Both the line below containing "column 292, row 172" and the line containing "column 403, row 279", along with every line between them, should be repeated exactly; no other line belongs in the answer.

Data excerpts:
════════
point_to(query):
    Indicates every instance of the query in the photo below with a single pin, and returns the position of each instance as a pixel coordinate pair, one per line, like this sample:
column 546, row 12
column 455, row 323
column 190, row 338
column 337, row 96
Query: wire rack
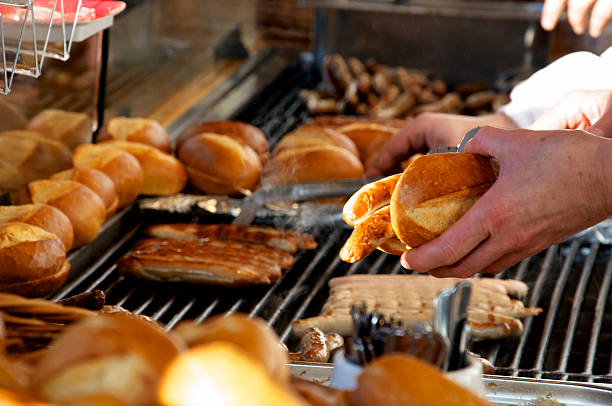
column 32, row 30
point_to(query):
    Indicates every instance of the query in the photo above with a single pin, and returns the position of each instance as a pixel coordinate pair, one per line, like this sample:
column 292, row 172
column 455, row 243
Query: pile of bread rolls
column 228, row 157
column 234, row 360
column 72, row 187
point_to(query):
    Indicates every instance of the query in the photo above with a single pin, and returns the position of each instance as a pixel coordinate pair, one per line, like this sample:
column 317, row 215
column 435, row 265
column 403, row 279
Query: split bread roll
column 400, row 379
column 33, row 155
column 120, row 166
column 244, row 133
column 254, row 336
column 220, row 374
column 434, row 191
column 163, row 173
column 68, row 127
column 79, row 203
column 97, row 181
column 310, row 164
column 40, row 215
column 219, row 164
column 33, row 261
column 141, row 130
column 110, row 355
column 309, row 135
════════
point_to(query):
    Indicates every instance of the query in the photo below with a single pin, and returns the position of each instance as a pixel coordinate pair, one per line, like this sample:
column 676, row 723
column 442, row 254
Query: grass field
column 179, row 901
════════
> [Output below]
column 292, row 172
column 455, row 243
Query: pile of bread rolls
column 228, row 157
column 234, row 360
column 72, row 187
point_to(query):
    Indicates every instance of the query in the photo above with a single pin, and returns the position of each instance as a pixel coordinate pair, one per line, like this sample:
column 317, row 215
column 435, row 265
column 403, row 279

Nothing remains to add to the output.